# WHAT THIS TASK INVOLVES
Examine every line of the listing below. Count those containing "wing" and state only the result.

*** DATASET RECORDS ***

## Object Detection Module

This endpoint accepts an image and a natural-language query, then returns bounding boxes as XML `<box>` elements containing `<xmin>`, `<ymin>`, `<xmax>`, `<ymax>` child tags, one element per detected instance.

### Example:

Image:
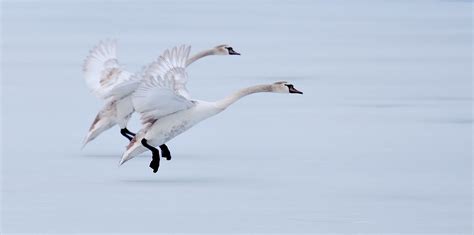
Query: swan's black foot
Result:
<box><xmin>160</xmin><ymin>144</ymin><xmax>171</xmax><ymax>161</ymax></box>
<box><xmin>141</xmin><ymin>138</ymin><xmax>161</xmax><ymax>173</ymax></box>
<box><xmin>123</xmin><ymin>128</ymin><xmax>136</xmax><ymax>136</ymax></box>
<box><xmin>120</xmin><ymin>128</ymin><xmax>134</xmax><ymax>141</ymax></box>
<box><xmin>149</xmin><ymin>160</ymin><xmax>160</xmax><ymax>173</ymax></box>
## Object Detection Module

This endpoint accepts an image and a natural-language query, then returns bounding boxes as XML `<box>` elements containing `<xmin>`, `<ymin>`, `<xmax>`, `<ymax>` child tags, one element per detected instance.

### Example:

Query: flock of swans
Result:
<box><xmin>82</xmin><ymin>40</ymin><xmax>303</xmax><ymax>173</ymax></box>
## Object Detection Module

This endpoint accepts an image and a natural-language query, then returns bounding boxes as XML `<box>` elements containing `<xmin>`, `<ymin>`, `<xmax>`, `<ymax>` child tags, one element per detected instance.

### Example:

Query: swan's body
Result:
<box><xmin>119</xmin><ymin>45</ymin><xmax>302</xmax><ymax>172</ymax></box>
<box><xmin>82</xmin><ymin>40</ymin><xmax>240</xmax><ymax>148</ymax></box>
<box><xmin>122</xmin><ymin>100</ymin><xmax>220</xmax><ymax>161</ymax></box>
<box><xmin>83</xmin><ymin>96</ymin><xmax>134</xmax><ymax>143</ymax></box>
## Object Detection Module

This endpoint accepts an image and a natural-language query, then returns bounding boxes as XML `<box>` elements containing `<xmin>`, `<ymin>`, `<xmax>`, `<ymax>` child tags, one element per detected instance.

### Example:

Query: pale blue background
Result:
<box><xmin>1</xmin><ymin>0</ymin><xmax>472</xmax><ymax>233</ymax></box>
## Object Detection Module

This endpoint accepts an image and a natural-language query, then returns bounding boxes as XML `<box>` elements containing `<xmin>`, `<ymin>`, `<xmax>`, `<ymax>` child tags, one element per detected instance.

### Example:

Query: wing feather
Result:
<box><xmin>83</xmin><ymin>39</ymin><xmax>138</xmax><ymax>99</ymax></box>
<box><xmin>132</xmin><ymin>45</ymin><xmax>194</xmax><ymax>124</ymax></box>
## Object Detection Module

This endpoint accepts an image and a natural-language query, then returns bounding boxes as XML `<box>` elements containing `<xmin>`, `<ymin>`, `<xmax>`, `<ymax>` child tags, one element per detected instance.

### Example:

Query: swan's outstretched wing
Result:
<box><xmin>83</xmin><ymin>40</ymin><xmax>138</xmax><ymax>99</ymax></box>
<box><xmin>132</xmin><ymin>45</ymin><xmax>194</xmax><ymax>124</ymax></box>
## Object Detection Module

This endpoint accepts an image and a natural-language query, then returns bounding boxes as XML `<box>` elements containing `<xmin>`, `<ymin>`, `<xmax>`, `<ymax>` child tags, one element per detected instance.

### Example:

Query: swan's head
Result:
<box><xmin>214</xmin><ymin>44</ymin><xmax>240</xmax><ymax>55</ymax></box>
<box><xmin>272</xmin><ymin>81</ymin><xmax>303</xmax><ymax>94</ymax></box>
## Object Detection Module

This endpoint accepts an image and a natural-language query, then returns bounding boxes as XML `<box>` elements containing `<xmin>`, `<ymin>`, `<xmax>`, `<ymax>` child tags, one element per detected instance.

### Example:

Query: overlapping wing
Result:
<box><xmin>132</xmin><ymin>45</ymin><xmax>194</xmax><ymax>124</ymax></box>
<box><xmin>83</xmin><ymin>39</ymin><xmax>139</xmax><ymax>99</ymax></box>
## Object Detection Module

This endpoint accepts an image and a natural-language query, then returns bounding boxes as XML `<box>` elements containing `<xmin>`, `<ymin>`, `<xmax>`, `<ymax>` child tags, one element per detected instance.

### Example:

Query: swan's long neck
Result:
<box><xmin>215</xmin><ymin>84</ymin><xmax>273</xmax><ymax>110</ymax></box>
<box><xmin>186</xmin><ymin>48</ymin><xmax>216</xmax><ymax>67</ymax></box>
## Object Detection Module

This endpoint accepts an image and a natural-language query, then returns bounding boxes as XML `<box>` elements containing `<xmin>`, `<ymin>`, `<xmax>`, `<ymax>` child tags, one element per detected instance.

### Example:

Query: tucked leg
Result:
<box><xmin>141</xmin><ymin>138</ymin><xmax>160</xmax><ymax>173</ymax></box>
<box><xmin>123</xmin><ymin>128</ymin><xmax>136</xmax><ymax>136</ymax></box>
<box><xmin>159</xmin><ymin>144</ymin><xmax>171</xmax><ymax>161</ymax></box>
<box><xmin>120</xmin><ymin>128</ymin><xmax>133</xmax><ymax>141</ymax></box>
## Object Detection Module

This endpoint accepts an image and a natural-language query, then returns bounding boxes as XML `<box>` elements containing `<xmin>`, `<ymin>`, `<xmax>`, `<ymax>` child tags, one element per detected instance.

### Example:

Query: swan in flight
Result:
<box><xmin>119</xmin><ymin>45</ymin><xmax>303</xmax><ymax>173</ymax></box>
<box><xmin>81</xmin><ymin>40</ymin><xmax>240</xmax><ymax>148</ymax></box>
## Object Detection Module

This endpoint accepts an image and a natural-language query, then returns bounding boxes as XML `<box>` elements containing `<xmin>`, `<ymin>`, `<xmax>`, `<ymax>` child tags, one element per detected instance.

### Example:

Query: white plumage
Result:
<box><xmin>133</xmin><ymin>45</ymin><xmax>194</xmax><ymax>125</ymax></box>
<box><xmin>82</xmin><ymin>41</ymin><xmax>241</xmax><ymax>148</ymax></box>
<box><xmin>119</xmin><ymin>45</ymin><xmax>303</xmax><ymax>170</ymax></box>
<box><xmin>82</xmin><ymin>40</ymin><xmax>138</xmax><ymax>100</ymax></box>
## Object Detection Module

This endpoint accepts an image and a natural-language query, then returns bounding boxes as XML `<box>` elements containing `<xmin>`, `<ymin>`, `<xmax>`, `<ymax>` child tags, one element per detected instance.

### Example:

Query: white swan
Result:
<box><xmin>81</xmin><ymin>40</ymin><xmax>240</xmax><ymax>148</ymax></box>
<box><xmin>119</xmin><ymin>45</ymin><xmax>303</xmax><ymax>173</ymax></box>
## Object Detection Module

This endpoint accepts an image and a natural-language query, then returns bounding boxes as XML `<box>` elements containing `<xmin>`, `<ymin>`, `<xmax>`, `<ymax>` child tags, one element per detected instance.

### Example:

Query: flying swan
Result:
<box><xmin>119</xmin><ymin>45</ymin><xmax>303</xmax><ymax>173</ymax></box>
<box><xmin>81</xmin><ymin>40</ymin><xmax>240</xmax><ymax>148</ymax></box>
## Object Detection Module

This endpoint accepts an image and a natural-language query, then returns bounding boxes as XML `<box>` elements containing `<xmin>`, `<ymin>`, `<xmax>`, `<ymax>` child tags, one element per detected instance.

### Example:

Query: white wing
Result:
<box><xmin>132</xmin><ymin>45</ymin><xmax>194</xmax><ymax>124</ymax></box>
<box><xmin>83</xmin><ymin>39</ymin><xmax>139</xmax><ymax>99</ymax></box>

***

# COMPLETED TASK
4